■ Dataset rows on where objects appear

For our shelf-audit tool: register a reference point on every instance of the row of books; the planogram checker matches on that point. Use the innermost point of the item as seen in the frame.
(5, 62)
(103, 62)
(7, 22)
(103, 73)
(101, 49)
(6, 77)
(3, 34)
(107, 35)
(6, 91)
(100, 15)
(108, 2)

■ AIM
Recast the listing lines as a numbered list, leaving out any blank lines.

■ SOLUTION TO THIS PROBLEM
1. For our shelf-audit tool: register a reference point on every instance of the row of books; the planogram checker matches on that point. Use the innermost point of the item as seen in the frame.
2. (5, 62)
3. (103, 62)
4. (7, 22)
5. (103, 73)
6. (101, 49)
7. (6, 77)
8. (3, 34)
9. (107, 35)
10. (6, 91)
11. (100, 15)
12. (108, 2)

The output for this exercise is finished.